- Problem requirements -
Please reproduce all the data below, substituting "most distant from its edge" for every occurrence of "farthest from its outline" and leaving everything else unchanged.
== Extracted material
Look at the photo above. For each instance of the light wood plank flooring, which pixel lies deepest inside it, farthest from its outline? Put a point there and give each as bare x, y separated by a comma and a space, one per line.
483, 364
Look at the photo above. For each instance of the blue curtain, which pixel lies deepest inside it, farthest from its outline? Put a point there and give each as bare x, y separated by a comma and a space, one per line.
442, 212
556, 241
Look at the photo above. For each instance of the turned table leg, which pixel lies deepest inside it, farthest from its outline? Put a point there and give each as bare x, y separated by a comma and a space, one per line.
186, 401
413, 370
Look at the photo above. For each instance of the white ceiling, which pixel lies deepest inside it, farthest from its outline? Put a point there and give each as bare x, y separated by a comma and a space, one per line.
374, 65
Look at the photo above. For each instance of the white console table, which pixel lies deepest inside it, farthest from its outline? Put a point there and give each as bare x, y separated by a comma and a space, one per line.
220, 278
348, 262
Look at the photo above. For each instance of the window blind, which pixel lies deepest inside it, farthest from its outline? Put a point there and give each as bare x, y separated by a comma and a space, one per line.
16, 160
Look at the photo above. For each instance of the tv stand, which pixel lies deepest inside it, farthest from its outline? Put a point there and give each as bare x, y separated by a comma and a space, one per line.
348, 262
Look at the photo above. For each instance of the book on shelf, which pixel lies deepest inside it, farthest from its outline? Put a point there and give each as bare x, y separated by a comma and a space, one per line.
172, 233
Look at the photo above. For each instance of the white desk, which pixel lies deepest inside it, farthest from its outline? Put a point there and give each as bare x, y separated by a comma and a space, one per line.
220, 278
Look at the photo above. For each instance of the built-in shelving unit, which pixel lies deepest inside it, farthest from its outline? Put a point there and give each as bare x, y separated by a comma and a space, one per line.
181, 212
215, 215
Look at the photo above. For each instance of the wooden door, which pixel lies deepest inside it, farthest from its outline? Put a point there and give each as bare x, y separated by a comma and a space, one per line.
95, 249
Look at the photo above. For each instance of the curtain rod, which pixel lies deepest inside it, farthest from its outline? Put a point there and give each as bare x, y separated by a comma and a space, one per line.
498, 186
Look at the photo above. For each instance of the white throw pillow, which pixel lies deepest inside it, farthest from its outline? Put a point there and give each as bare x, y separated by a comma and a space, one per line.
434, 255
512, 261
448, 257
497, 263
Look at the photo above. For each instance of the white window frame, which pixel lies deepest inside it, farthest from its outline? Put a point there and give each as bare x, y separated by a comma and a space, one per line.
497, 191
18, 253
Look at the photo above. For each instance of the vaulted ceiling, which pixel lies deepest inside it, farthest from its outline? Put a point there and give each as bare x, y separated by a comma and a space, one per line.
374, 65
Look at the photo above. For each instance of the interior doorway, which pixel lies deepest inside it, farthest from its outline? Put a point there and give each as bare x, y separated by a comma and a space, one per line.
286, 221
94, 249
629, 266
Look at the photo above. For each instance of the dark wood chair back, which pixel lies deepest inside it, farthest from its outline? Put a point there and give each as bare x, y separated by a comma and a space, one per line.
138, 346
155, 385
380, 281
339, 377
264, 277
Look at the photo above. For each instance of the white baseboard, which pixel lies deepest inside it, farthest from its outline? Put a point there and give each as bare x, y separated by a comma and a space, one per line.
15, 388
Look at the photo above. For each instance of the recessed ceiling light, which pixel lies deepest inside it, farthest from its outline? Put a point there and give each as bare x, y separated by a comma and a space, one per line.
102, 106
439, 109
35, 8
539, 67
====
- Answer below -
Look at the photo above. For each instance of the light wood plank flooring, which pixel lies deepest inside it, most distant from its edge? Put a point there and give each as bare x, y separated by a comma and a space, one per line.
483, 364
Look at the photo above. For each instance of the blue curtain, which pixel lies deepest inside it, most distant from its edge? Put a point there and give each as bare x, y separated by a comma and a space, one per line.
442, 212
556, 241
Look at the photo above. For each instance of the turned table leg, which pixel lies deepest inside it, most distant from its edge? Put a point there and give each as bare x, y separated by a comma and a space, one per line.
186, 401
413, 370
Look at the photo above. For each instance of the white ceiling, which pixel lies deepest inside it, most distant from its edge? Put a point there and give each as bare x, y separated by a comma and a space, one per line.
374, 65
Look at the photo above. For each instance of the white console table, which pixel lies deepest inside it, most distant from its edge? Put a point there and give each as bare x, y separated by a comma and a space, one per line.
220, 278
348, 262
Look at the photo above. For each instance of the window blind, which pixel lies deepest inside it, most distant from its edge? Put a point there and give each as bare x, y separated by a comma and a space, one per line.
16, 160
Look at the photo above. For each instance of the tv stand, which pixel lies deepest inside it, most distant from its edge? Put a point there and give each as bare x, y separated by a comma and a space, one per line.
348, 262
Look at the photo above. For each instance of the book on shelf, which pixel lies deepest inside it, most distant from its edge? Put a point there and give each as bare x, y separated by a comma and a space, one per line.
172, 233
Look at the photo above. For each instance of the white desk, which pixel lies deepest inside it, most distant from its edge? Put a point there and give each as bare x, y separated by a comma and a space, one per line.
220, 278
Look at the photo above. For each instance of the built-in shelving unit, which pixel lies deepest inside it, most distant from its edge? Put a point there and give each as bare x, y separated by a comma and a space, one per line.
181, 212
215, 215
Look at the photo above. For each instance of the wooden door, which pixel lies deepest inside it, most distant from its edge? Put a point there and give each as bare x, y separated by a comma and a space, one per line.
95, 249
Look at the photo above. For each instance of the curtain rod, which pixel lies deepest inside it, most distant from its edge? Put a point there and give each as bare x, y separated by a comma and a space, one per line.
498, 186
Look at the photo above. For each instance of the white throw pillow, which pixel lies deepest inside it, most distant from its edge? Put a point there and give each as bare x, y separated by a comma and a space, one per line.
434, 255
512, 261
448, 257
497, 263
Look at the photo above. For each instance of the white window frame, which pixel lies deepest inside it, most distant from its edge? Put a point there and give each as bare x, y separated by a comma and a space, one per line.
497, 191
18, 253
Look at the photo above. For each instance of the vaulted ceiling, which pixel lies deepest inside it, most distant from its edge? Put a point there and give each as bare x, y separated by a comma and a space, one per line.
374, 65
Look at the photo above. For each instance of the interior doorway, which pixel lies deepest inside it, most distant from its edge? Put a point there and give each as bare x, y separated by a comma and a space, one per line.
286, 221
94, 249
629, 266
Look at the photo above. For each instance of the dark wood chair back, which pixel lies deepest inside it, most distant from its edge? Put a point there and give each as bare x, y separated by a comma and a space, one per line.
138, 346
155, 385
380, 281
339, 377
264, 277
Look at the photo above. For each instance of the white baseboard, which pixel lies deepest inside it, most distant from its edge? Put a point there and give each as bare x, y separated by a comma and a space, one per line.
15, 388
Look at the photo above. For each instance of the recessed ceiling light, which pixel lies deepest inside it, most distant from its edge? Put a point there and give each as bare x, y separated by a comma and a space, one per line.
102, 106
439, 109
35, 8
539, 67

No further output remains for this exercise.